Aviation Challenge, or AC, is an umbrella branding for a set of aviation oriented camps at Space Camp, consisting of three main programs for children from ages 9–18. As an aviation oriented camp the fundamental teaching aids are computer based flight simulators, which are intended to train attendees to fly, act, and think like United States Air Force, Navy or Marine fighter pilots.
|This section does not cite any references or sources. (December 2014)|
There are simulators at Space Camp, such as:
- The MAT (Multi-axis trainer) – Simulates disorientation, similar to the Multiple Axis Space Test Inertia Facility (MASTIF) developed for Project Mercury
- The 1/6 Chair – Simulates walking on the Moon
- The MMU (Manned Maneuvering Unit) – Simulates working untethered in a frictionless environment, such as during Extravehicular Activity (also known as an EVA or Spacewalk).

- - - - - - -

Set task:
Carry on the Aviation Challenge passage from the point where it stops. The entries after the Aviation Challenge passage have no role here.

- - - - - - -

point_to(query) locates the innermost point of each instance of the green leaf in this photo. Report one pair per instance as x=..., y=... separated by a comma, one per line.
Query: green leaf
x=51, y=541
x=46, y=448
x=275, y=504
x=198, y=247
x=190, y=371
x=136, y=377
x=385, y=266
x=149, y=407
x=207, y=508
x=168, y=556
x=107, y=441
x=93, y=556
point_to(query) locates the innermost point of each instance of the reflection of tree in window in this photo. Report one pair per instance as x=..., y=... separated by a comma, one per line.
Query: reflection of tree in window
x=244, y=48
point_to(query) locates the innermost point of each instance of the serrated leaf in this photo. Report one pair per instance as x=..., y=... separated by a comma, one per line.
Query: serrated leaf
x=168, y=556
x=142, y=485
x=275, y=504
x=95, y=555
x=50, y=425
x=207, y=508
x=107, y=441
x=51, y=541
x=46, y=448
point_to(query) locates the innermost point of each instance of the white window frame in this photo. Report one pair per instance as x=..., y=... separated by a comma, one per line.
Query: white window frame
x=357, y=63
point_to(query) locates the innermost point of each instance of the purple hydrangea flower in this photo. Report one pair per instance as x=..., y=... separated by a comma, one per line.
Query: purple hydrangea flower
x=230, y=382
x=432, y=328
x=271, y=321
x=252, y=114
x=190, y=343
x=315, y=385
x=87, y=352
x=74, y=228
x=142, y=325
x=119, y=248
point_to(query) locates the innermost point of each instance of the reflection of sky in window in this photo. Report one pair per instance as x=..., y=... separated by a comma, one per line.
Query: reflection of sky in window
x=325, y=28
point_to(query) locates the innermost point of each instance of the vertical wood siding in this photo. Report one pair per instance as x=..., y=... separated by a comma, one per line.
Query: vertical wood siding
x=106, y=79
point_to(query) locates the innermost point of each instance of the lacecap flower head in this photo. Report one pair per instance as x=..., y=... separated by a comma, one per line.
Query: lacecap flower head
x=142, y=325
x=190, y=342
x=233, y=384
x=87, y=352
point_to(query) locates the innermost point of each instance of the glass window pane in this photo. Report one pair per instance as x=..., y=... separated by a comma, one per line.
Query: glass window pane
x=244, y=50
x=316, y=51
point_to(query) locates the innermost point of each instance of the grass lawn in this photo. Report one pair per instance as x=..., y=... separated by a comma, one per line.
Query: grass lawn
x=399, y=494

- - - - - - -

Reply to the task:
Space Camp additionally uses rides or attractions that are on site at the U.S. Space and Rocket Center as instructional tools. While these are not true simulators, the use of these rides is designed to allow the rider to better understand some aspect of space travel. The Space Shot simulates liftoff, and the G-Force Accelerator simulates the G-forces put on astronauts while re-entering the Earth's atmosphere or during launch.
The Spacedome IMAX Theater provides a venue for presenting some of the space and science oriented films produced through the IMAX camera/projection system. The theater is part of the U.S. Space and Rocket Center museum complex. As Space Camp is operated by the U.S. Space and Rocket Center, it makes regular use of the theater.
If a Space Camp program takes more than one day, "campers" stay at the space camp's Habitat 1 or Habitat 2. Habitat 1 is a large building designed to house young people. It is manned by staff and has full CCTV. Male and female campers are usually assigned to separate floors.
Aviation Challenge trainees stay in Habitat 3 where they are required to maintain military standards to their bays and racks. There are two floors to Hab 3. Males live on half of the ground floor and all of the second floor. Female trainees stay on one hall of the Hab. The bays are named after famous fliers and military pilots.
The camp has a cafeteria where campers receive meals.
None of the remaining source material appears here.